*EXERCISE GOAL:*
In total, how many lines of the data contain the word "grass"? Only that number is wanted.

*DATA PROVIDED:*
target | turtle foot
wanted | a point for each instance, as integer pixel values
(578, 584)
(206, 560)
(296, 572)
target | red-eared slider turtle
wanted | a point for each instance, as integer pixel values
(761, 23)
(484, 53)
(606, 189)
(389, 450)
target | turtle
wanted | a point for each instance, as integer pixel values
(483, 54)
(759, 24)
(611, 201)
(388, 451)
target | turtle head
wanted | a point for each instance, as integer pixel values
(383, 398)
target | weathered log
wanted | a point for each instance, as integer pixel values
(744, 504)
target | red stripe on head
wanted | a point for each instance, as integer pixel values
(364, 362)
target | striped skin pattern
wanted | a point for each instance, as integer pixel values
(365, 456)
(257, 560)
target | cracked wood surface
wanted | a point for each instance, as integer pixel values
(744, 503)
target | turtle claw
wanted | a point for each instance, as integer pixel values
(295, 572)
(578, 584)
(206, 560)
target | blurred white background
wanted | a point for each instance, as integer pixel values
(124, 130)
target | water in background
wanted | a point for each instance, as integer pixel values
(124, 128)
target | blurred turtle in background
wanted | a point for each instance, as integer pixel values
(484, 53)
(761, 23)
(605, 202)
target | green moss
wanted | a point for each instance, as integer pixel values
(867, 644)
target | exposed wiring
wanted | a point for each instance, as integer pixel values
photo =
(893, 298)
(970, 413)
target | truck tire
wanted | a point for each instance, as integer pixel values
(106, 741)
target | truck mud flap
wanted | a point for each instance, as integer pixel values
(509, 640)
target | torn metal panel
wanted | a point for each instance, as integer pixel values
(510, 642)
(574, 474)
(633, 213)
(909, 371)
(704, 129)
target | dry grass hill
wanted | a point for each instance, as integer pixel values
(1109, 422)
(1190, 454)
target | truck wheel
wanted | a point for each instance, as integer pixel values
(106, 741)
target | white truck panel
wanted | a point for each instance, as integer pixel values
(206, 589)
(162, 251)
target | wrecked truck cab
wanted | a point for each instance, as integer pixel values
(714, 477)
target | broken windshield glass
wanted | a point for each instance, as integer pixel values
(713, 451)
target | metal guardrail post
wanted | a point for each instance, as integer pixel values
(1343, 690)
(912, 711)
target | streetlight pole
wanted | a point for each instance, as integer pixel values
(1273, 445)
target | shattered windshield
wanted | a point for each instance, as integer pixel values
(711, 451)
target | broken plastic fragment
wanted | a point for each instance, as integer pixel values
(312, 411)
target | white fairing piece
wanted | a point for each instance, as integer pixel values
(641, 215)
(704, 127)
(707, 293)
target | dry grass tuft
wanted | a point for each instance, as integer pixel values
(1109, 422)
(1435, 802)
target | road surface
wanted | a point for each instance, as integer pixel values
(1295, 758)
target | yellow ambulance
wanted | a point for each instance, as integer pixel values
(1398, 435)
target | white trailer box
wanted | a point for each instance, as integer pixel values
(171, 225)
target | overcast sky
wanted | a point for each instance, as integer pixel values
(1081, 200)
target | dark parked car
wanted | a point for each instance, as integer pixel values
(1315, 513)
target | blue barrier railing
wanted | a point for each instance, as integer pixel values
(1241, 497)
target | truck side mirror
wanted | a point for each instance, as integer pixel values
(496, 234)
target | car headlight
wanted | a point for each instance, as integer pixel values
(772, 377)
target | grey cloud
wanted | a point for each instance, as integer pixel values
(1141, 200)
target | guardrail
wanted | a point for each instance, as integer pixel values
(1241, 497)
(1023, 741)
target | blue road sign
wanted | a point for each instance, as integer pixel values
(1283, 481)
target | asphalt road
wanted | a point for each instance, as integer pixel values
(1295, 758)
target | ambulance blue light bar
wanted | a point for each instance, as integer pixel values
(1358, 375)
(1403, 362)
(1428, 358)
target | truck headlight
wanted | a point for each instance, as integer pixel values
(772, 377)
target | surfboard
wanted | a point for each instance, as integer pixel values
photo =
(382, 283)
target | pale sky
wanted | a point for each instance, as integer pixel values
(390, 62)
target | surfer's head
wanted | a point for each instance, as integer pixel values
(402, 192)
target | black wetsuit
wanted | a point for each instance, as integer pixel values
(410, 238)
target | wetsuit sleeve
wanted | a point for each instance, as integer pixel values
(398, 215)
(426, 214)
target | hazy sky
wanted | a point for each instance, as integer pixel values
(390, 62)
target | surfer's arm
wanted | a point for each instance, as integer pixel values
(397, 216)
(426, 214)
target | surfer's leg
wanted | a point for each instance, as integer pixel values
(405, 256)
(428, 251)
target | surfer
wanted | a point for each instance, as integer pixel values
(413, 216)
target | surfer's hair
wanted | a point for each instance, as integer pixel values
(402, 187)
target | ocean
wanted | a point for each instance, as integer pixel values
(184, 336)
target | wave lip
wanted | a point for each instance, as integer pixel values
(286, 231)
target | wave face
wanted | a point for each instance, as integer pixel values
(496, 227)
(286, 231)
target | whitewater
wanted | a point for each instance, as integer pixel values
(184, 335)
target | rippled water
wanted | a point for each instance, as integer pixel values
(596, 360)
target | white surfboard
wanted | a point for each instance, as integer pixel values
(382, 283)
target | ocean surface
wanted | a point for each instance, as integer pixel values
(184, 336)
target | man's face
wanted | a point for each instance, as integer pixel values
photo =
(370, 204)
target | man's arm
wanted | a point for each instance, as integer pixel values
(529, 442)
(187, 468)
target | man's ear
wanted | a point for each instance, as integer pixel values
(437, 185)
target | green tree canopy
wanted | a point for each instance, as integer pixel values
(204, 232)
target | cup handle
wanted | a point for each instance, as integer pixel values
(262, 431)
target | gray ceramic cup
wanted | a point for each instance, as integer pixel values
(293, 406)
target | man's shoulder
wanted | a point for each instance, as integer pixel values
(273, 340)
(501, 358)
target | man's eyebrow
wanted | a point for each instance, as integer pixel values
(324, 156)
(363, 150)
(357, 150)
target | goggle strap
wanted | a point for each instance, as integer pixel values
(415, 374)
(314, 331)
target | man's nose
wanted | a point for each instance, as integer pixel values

*EXERCISE SOLUTION:*
2